Could you write out every row below word for word, leaving the pictures out?

===== SUPPLIED RECORDS

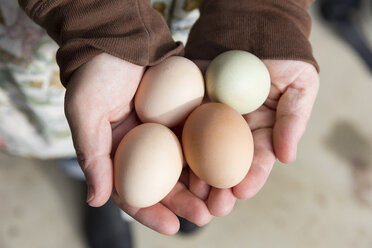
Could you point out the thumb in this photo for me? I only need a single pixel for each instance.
(92, 138)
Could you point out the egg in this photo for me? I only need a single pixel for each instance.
(218, 145)
(169, 91)
(238, 79)
(147, 164)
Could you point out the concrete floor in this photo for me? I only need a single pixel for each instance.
(324, 199)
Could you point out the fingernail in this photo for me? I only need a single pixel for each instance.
(90, 195)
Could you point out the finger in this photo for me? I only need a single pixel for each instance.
(184, 204)
(263, 161)
(198, 187)
(221, 201)
(121, 128)
(293, 112)
(261, 118)
(157, 217)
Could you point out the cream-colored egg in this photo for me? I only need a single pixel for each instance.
(238, 79)
(218, 145)
(169, 91)
(147, 164)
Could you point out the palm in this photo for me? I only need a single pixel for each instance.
(99, 107)
(276, 126)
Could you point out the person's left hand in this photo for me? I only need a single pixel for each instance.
(277, 127)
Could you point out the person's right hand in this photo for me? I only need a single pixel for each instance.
(99, 109)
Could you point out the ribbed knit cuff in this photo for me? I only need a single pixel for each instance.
(270, 29)
(128, 29)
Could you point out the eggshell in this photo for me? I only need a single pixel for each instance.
(169, 91)
(147, 164)
(238, 79)
(218, 145)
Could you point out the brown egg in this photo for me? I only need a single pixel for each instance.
(147, 164)
(169, 91)
(218, 145)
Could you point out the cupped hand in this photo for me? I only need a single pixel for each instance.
(277, 127)
(99, 109)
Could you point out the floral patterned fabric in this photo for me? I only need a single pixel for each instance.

==========

→ PROBLEM SOLUTION:
Could you point out the thumb in this photo for me? I only need a single pixel for each instance.
(92, 138)
Could you point out the egg in this photo for me? I only need a single pixel for each instance.
(218, 145)
(169, 91)
(238, 79)
(147, 164)
Could you point out the concrete floor in this photo for me? I only need a single pixel for each instance.
(324, 199)
Could you point out the fingernail in this photo for me? I only need a single pixel for each instance.
(90, 195)
Could you point out the finger in this photo for me? I only need a single pixel for each instance.
(184, 204)
(263, 161)
(198, 187)
(221, 201)
(121, 128)
(293, 112)
(261, 118)
(157, 217)
Could you point out the cream-colored egg in this photo for me? I only need a single pixel for each instance.
(238, 79)
(218, 145)
(169, 91)
(147, 164)
Could you point out the palm in this photo for me? I only need a single pixel for each instance.
(99, 107)
(276, 126)
Could you point out the person's left hand in this photo for me? I only need a single pixel for each instance.
(277, 127)
Could you point out the person's right hand in this photo for me? I only need a single pixel for each instance.
(99, 109)
Could you point out the ribbed knit cuff in this photo for me? I only need a single pixel for each instance.
(270, 29)
(128, 29)
Could you point out the eggshell in this photo for me? I only need a single pixel for each instance.
(169, 91)
(147, 164)
(238, 79)
(218, 145)
Could you point out the brown egg in this photo for me? I only need a single pixel for each instance.
(147, 164)
(169, 91)
(218, 145)
Could you point out the cupped hand in this photo for me? I only need a single pixel for each instance.
(277, 127)
(99, 109)
Could you point out the floral patterned fabric in this photo for me? I only need a single pixel for each instance.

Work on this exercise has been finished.